§ YOUR ASSIGNMENT
Repeat each entry word for word.

§ WORKING DATA

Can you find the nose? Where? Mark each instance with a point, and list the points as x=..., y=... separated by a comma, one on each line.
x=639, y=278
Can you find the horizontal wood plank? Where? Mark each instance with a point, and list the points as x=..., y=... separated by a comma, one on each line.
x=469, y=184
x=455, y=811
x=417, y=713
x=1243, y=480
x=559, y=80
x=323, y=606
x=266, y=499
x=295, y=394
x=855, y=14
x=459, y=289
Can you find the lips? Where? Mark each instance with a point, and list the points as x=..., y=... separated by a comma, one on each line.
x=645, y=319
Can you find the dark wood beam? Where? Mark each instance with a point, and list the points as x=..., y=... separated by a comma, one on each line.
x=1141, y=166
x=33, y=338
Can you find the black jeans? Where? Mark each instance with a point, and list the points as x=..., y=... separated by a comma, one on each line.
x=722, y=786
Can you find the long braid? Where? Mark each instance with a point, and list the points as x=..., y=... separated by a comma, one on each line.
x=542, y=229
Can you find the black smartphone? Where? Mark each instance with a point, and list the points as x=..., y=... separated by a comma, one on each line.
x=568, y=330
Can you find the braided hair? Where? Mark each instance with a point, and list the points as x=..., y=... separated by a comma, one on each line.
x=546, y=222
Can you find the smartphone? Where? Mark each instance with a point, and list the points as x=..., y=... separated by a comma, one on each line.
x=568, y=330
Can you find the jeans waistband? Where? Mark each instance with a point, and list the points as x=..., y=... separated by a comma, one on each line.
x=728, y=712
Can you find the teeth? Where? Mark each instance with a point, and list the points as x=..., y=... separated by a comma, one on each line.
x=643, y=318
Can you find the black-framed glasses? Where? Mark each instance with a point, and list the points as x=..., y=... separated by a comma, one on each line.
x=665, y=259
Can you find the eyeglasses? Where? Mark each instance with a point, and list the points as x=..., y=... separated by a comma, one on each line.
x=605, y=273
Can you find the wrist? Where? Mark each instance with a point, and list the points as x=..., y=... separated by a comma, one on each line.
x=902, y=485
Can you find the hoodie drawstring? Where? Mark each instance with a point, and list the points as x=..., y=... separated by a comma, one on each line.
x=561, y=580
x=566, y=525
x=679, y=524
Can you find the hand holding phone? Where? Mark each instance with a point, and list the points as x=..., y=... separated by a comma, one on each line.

§ YOUR RESPONSE
Can you find the nose? Where? Mark each instance with a point, and list the points as x=..., y=... separated by a comma, one on each line.
x=639, y=278
Can you find the horizontal wood plank? Where? Mark each instance with a point, and list the points as x=..., y=... separated by a comma, one on each line.
x=469, y=184
x=455, y=811
x=417, y=713
x=1243, y=480
x=559, y=80
x=323, y=606
x=266, y=499
x=295, y=394
x=855, y=14
x=459, y=289
Can you find the lips? Where? Mark each instance with a point, and list the points as x=..., y=... separated by a comma, one on each line.
x=645, y=319
Can you find the dark wood beam? Where? Mark each instance with a point, and list the points as x=..., y=... separated by a comma, one on each line.
x=1141, y=166
x=33, y=338
Can you find the black jeans? Where? Mark each instance with a point, and list the points as x=..., y=... separated by a comma, one on each line.
x=722, y=786
Can you find the long braid? Where? Mark each instance with a point, and list the points as x=..., y=... separated by a comma, one on each line.
x=542, y=229
Can you find the black smartphone? Where? Mark each instance with a point, and list the points as x=..., y=... separated by a comma, one on each line.
x=568, y=330
Can you find the braided hair? Where? Mark each instance with a point, and list the points as x=..., y=... separated by a comma, one on each line.
x=546, y=222
Can you find the smartphone? Where? Mark each instance with a point, and list the points as x=..., y=... separated by a comma, one on each line.
x=568, y=330
Can you find the jeans waistband? Where? Mark each instance with a point, and list the points as x=..., y=... separated by a comma, one on each line.
x=728, y=712
Can you find the teeth? Where? Mark each instance with a point, and list the points as x=..., y=... separated by a comma, one on each line.
x=643, y=318
Can you find the black-framed glasses? Where? Mark each instance with a point, and list the points as x=..., y=... separated by a comma, one on each line.
x=665, y=259
Can you find the eyeglasses? Where? Mark each instance with a point, and list the points as x=..., y=... separated by a comma, one on each line.
x=605, y=273
Can you find the wrist? Where? Mark each instance with a point, and list the points as x=..., y=... separated by a comma, one on each line.
x=902, y=485
Can you find the hoodie drawstring? Where? Mark each instance with a point, and list the points as x=..., y=... separated by a comma, one on each line.
x=561, y=580
x=566, y=525
x=679, y=524
Can you find the hand holding phone? Where? Mark each instance with a point, and list the points as x=..., y=... separated by a comma, one on each line.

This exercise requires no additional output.